§ **PROVIDED TEXT**
BEGIN
Following the
attacks of September 11th 2001 the UK authorities responded by detaining
a number of foreign nationals during December 2001 on suspicion
that they were members of, or had links to, Al Qaeda. Their detention,
without formal charges, was seen by many as an affront to human
rights and a wholly disproportionate response by the authorities.
Having appealed unsuccessfully to the Court of Appeal, (A (FC) and
others v Secretary of State for the Home Department [2002] EWCA
Civ 1502 and (later) [2004] UKHL 56) their case came before the
House of Lords. On the 16th December 2004 the Law Lords, by a majority
of eight to one, held that the detention of nine foreign nationals
suspected of having links to Al Qaeda was unlawful and their Lords
held that the detention of the foreign nationals in accordance with
s 23 of the Anti-terrorism, Crime and Security Act 2001 was discriminatory
and therefore breached the detainees’ rights to be treated
comparably with UK citizens suspected of being linked to terrorism
and terrorist activities.
Whilst welcoming the Law Lords ruling, it can be suggested that
an opportunity to rule authoritatively on the issue of indefinite
detention without trial was lost.
END
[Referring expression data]
BEGIN
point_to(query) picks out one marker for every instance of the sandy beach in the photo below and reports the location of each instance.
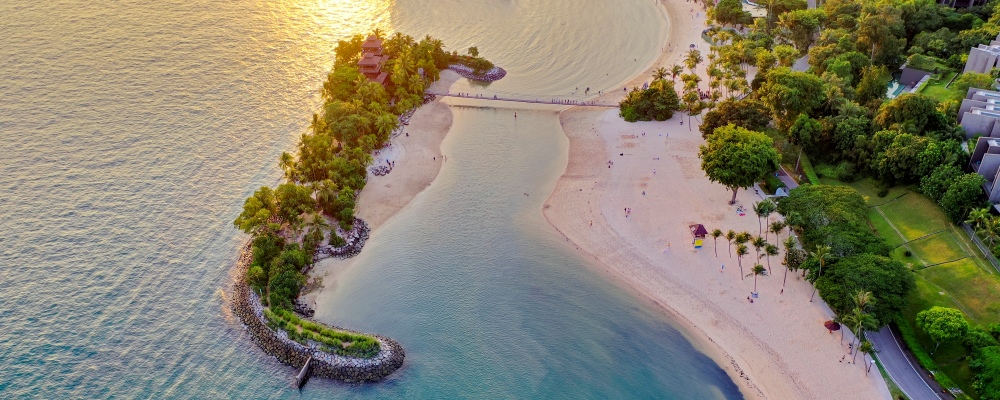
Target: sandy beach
(417, 157)
(775, 347)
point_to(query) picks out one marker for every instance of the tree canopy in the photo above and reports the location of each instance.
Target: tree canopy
(747, 113)
(942, 324)
(888, 280)
(833, 216)
(658, 102)
(738, 157)
(789, 93)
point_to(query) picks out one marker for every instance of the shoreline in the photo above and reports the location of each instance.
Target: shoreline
(418, 162)
(585, 208)
(246, 306)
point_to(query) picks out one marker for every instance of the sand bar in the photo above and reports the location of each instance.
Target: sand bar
(776, 347)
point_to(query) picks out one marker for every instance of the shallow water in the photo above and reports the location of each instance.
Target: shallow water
(132, 132)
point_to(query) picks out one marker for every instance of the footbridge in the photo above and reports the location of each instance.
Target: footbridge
(536, 100)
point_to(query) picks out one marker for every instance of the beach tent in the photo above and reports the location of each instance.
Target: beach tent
(698, 232)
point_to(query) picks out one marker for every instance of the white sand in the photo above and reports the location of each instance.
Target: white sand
(775, 348)
(418, 161)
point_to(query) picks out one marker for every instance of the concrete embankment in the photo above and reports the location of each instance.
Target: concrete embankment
(494, 74)
(247, 306)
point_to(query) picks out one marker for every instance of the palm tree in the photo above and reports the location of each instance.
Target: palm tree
(743, 237)
(763, 209)
(660, 74)
(676, 71)
(776, 228)
(741, 250)
(287, 163)
(760, 209)
(715, 235)
(758, 243)
(771, 208)
(770, 250)
(789, 246)
(757, 270)
(860, 322)
(822, 253)
(692, 59)
(730, 236)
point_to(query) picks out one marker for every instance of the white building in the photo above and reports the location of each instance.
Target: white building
(984, 58)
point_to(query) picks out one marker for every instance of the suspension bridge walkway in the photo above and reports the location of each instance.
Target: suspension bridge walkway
(555, 101)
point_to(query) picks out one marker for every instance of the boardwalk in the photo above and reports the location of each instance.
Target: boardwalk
(560, 102)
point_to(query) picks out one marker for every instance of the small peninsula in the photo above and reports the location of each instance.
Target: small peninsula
(372, 91)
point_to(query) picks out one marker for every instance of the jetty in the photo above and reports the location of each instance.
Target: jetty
(300, 379)
(554, 101)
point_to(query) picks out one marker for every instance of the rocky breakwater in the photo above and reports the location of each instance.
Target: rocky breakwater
(247, 306)
(355, 240)
(494, 74)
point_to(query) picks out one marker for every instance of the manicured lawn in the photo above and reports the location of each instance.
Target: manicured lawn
(939, 248)
(915, 216)
(936, 89)
(969, 284)
(866, 187)
(977, 291)
(925, 296)
(882, 228)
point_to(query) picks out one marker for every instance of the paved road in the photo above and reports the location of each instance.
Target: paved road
(900, 369)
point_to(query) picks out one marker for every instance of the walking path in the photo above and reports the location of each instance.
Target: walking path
(565, 102)
(899, 367)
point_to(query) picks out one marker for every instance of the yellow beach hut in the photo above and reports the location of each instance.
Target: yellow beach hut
(698, 232)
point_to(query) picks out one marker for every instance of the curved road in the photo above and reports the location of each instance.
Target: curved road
(907, 375)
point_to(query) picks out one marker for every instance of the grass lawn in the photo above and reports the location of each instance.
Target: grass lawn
(883, 229)
(915, 216)
(972, 287)
(939, 248)
(867, 188)
(936, 89)
(969, 284)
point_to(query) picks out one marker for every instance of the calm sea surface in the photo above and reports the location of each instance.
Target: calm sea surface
(131, 132)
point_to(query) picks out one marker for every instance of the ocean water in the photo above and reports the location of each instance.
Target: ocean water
(131, 132)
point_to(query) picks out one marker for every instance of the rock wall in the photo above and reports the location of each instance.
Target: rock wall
(355, 239)
(247, 306)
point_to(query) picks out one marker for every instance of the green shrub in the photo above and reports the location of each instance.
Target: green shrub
(333, 340)
(336, 240)
(807, 168)
(845, 171)
(922, 356)
(771, 184)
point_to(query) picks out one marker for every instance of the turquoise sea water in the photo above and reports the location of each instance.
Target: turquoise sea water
(131, 132)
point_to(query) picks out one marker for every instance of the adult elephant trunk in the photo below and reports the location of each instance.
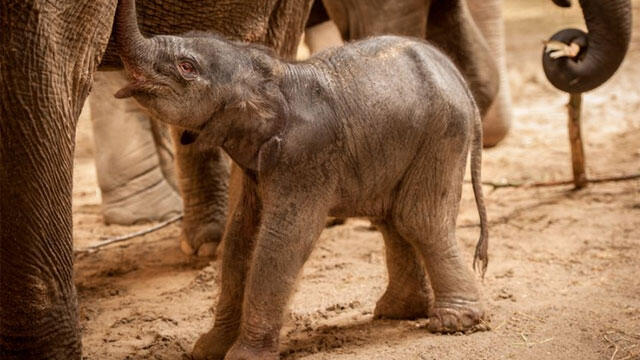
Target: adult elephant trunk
END
§ **INSTRUCTIONS**
**1.** In the passage on the Law Lords detention ruling:
(a) In what month and year were the foreign nationals detained?
(b) By what majority did the Law Lords hold the detention unlawful?
(c) Under which section of which Act were the foreign nationals detained?
**2.** Could you continue the passage on the Law Lords detention ruling from its final sentence?

§ **ANSWERS TO THE PROBLEMS**
**1.**
(a) December 2001
(b) Eight to one
(c) Section 23 of the Anti-terrorism, Crime and Security Act 2001

**2.**
In March 2005 the Home Secretary, following lengthy Parliamentary
debate, ordered the release of the suspects and subjected them to
various control orders. The concerns of several human rights groups
surrounding indefinite detention without trial have not, however,
dissipated. There remains the prospect of grave restrictions on
an individual’s liberty being imposed now not only on foreign
suspects but also UK citizens, and questions concerning the legality
of the detention now seem a moot point. A seemingly unresolved issue
is whether or not the detention itself constituted torture, and
the following discussion asks whether such detention without trial
could constitute a form of torture, or at least inhuman or degrading
treatment and therefore constitute a breach of Article 3 of the
European Convention on Human Rights to which the UK is subject.
It could, perhaps, even suggest that the UK authorities have implicitly
made torture legal.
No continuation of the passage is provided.